BOISE — The University of Idaho program aimed at helping physicians treat opioid addiction is partnering with two southeast Idaho organizations for a five-session training on opioid misuse beginning Thursday, April 25.
Project ECHO, part of the University of Idaho WWAMI Medical Education Program, is partnering with the Southeast Idaho Area Health Education Center (AHEC) and the Idaho State University Institute of Rural Health on five one-hour training sessions focusing on the best ways to treat patients with pain or opioid-use disorder. Each video conferencing session will consist of a brief lecture on a specific topic and a review of a real-world patient case.
Because patients affected with opioid-use disorder are likely to encounter the full spectrum of healthcare professionals working on their behalf, the training sessions are open to all healthcare workers in southeast Idaho. This includes physicians, nurses, pharmacists, physician assistants, social workers, nurse practitioners and more. Health professions faculty and students are also encouraged to tune in for the sessions. Participants will earn free continuing medical education for each session.

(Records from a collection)
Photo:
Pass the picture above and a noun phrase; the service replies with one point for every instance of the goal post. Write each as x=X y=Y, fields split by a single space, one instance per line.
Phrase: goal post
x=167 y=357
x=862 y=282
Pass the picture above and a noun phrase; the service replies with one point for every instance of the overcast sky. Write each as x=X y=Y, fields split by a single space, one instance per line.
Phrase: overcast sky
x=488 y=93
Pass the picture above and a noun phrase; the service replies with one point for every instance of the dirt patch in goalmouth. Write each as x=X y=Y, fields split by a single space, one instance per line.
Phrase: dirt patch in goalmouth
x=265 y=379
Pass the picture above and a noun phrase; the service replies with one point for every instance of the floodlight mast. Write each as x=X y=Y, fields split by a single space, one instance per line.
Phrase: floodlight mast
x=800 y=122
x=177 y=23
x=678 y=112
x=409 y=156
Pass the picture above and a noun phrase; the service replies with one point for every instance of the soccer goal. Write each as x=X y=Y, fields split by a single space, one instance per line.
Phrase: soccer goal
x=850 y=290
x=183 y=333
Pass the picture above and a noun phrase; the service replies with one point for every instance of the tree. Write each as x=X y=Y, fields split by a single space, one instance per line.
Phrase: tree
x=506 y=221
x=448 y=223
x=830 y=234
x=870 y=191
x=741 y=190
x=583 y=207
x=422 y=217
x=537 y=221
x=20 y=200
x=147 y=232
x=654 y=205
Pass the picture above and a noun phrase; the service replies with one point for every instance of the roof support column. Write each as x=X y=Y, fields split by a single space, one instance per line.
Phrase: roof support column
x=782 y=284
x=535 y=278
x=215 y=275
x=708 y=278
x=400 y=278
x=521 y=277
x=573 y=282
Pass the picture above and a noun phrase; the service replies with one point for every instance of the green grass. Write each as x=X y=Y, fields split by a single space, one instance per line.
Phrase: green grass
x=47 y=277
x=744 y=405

Tasks and exercises —
1 - Rewrite the stretch of the opioid training text from "Because patients affected" through "for each session.", swapping "sessions" for "classes".
2 - In the opioid training text, what will each video conferencing session consist of?
3 - Carry the opioid training text forward from its last sentence.

Expected responses —
1 -
Because patients affected with opioid-use disorder are likely to encounter the full spectrum of healthcare professionals working on their behalf, the training classes are open to all healthcare workers in southeast Idaho. This includes physicians, nurses, pharmacists, physician assistants, social workers, nurse practitioners and more. Health professions faculty and students are also encouraged to tune in for the classes. Participants will earn free continuing medical education for each session.

2 - A brief lecture on a specific topic and a review of a real-world patient case.

3 -
Each training will focus on a different aspect of opioid misuse and can be streamed via videoconference. The sessions originate from the Idaho Water Center at U of I Boise.
The first session is Thursday, April 25, and focuses on dispelling the common myths and misconceptions of using medication assisted treatments to treat opioid-use disorder. Trainings continue through June 27 and are scheduled from 12:15-1:15 p.m. Mountain time Thursdays. A complete schedule is available at www.uidaho.edu/echo.
Project ECHO is a program designed to help primary care providers in rural and underserved communities treat complex chronic diseases with specialist-level expertise through bi-weekly seminars and other resources state on opioid and behavioral health-related topics. Additional information about Project ECHO is available at www.uidaho.edu/echo.